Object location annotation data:
————

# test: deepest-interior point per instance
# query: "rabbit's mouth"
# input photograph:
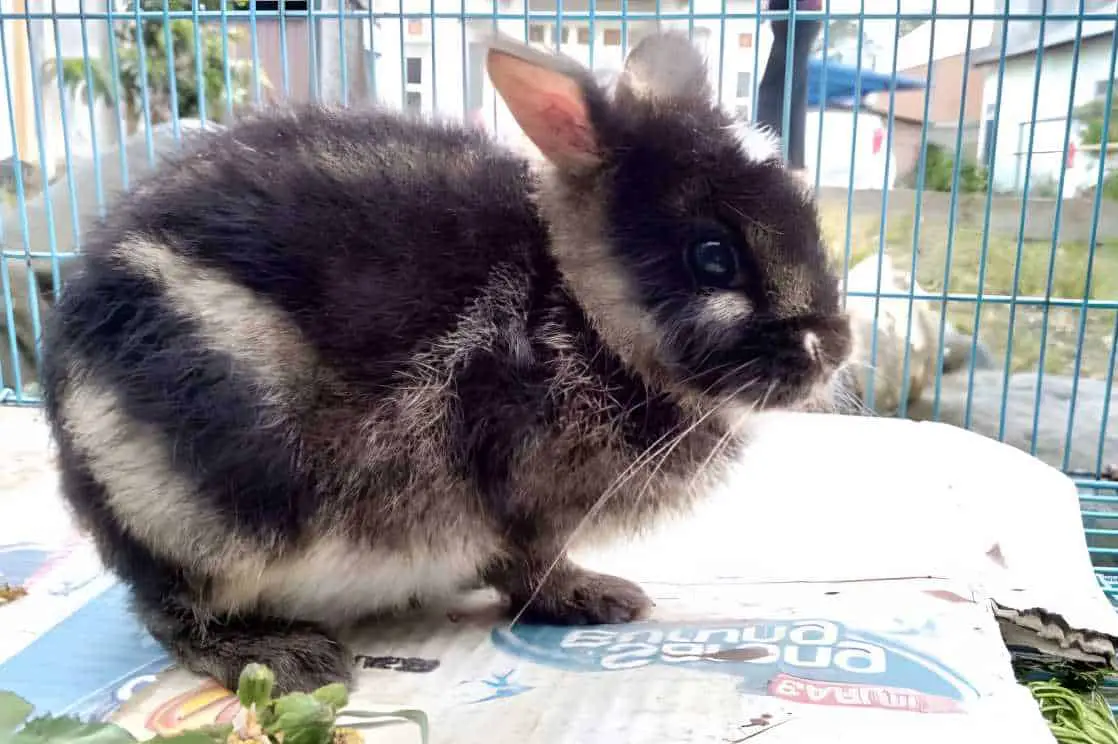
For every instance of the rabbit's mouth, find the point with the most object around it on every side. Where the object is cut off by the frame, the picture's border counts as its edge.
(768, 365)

————

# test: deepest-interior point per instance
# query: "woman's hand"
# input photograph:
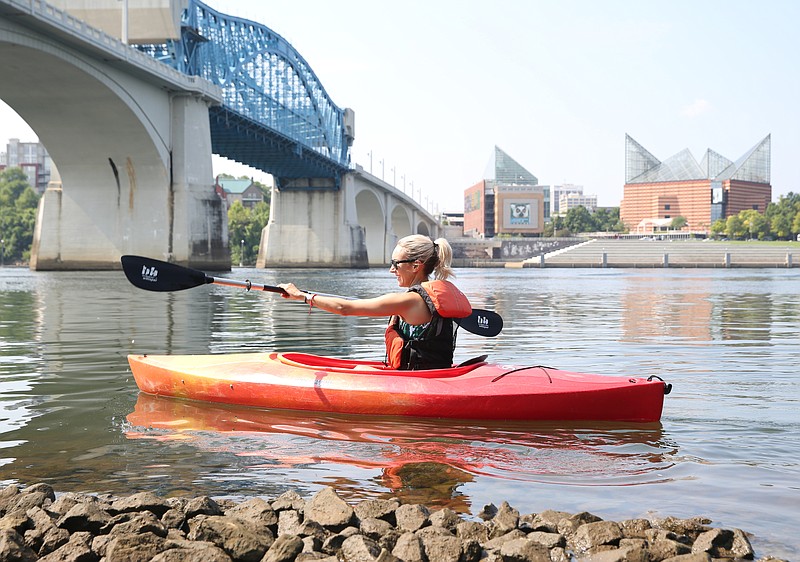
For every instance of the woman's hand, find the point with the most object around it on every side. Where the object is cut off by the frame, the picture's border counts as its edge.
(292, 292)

————

## STATED TASK
Show every line of the data above that contains the word "with".

## FINAL RESULT
For every instance of the rabbit's mouth, find the point with the most object around it on every side. Where the object is cut off by the frame, the picture's border counts as its edge.
For every instance of the woman's hand, find the point with the most object around it on every side. Where the object is cut off by the frame, the picture's border counts as its edge.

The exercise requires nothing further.